— BEGIN SUPPLIED TEXT —

The next fucking person who tells me summat fucking broke or summat doesn’t fucking work properly because I’m using it wrong BECAUSE I’M LEFT-fucking-HANDED (and CLEARLY, therefore fucking BACKWARD) is going to get my much developed left fucking hook with all 170 fucking pounds of me behind it in their fucking face.
I AM NOT A CHILD. I HAVE AN IQ LIKE YOU WOULDN’T BELIEVE. If summat’s broken, you fucking fix it. You don’t piss and moan cos OBVIOUSLY you don’t believe that the aberrations and freaks of this world - NAMELY, THE LEFT-HANDED ONES - could possibly be using it correctly but it’s a piece of fucking shit.
Don’t you fucking stand there and ‘awww’ at me like I’m five fucking years old. Don’t you patronise me and fucking giggle like a 16 year-old girl working for McDonald’s cos you think “it’s like, all so funny, right?” Don’t you give me that unctuous, pathetically saccharine smile as if my IQ is lower than my European shoe size. Don’t dismiss me and my shop-bought goods problem cos you, you HANDIST fucking IGNORANT bloody twat of a shop keeper, cannot understand why I want to return a pair of fucking scissors that don’t fucking cut.

— END SUPPLIED TEXT —
— BEGIN EXCERPTED RECORDS —

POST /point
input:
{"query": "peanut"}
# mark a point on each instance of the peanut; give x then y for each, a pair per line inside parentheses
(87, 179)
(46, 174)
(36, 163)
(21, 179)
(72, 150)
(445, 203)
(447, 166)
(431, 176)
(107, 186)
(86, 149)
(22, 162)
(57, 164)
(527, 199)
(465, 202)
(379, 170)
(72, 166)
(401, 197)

— END EXCERPTED RECORDS —
— BEGIN EXCERPTED RECORDS —

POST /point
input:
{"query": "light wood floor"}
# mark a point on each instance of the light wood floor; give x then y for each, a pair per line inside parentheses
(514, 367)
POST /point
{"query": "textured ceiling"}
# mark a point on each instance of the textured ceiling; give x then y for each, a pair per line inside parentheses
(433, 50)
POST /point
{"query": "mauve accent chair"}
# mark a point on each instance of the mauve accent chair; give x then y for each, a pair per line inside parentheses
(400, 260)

— END EXCERPTED RECORDS —
— BEGIN EXCERPTED RECORDS —

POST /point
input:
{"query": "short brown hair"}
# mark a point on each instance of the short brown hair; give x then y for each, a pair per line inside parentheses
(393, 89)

— END EXCERPTED RECORDS —

INSTRUCTIONS FOR THE TASK: In the rant about being left-handed, what item does the writer want to return to the shop?

TASK SOLUTION: A pair of scissors that don't cut.